:: PASSAGE SHOWN

Second book continues Latvian deportee’s story in Soviet army

Ilmārs Šalts is a survivor of Siberia and of a battalion of young men assigned to work in Soviet labor camps. He told part of his story in the book, A Stolen Childhood: Five Winters in Siberia, and now, in ‘Careerists’: Quarry Duty in the Soviet Army, which was released in November.

Both books previously appeared in Latvian. The first, Nolaupītā bērnība, was published in Rīga in 2001, followed by Karjeristi in 2004.

Šalts’s story begins in 1941, when his family was deported to Siberia. His parents and a grandmother died there. Šalts and his brother and sister returned to occupied Latvia in 1946. Taken in by his motherš cousins, Šalts had only five and half years to finish his studies. When he turned 21, he was drafted into the Soviet army and assigned to a battalion of “stepchildren” to work in the rock quarries of Russia’s Rostov province.

::::
:: ITEMS

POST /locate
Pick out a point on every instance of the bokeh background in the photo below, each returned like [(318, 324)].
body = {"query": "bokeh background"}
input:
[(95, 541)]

::::
:: ITEMS

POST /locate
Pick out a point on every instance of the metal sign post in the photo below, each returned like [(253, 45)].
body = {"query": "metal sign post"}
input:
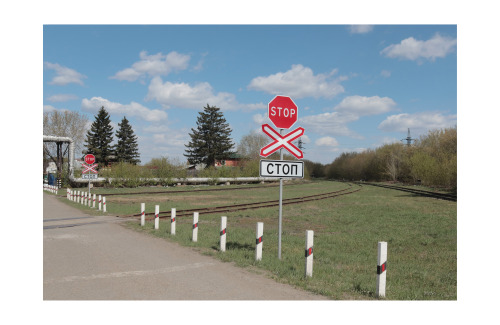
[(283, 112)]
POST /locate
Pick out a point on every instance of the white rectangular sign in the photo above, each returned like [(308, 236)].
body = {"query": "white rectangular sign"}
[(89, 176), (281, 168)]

::::

- **WHAT YOU NEED TO DO**:
[1] According to the article about Ilmārs Šalts's books, in what year was the Latvian edition "Karjeristi" published?
[2] Continue the article about Ilmārs Šalts's books, starting right after its last sentence.

- **RESPONSES BY TASK**:
[1] 2004

[2]
Šalts, now a retired electrical engineer, regained ownership of his family’s home in 1996, according to the self-publishing company AuthorHouse.

A brief review of the Latvian version of the book was published in 2004 by the daily newspaper Latvijas Vēstnesis.

‘Careerists’ was translated by Gunna Dickson, a New York-based writer and editor. She also translated A Stolen Childhood and Lilija Zariņa’s The Red Fog: A Memoir of Life in the Soviet Union, published in 2006.


Ilmārs Šalts’s story continues in ‘Careerists’: Quarry Duty in the Soviet Army, published in November.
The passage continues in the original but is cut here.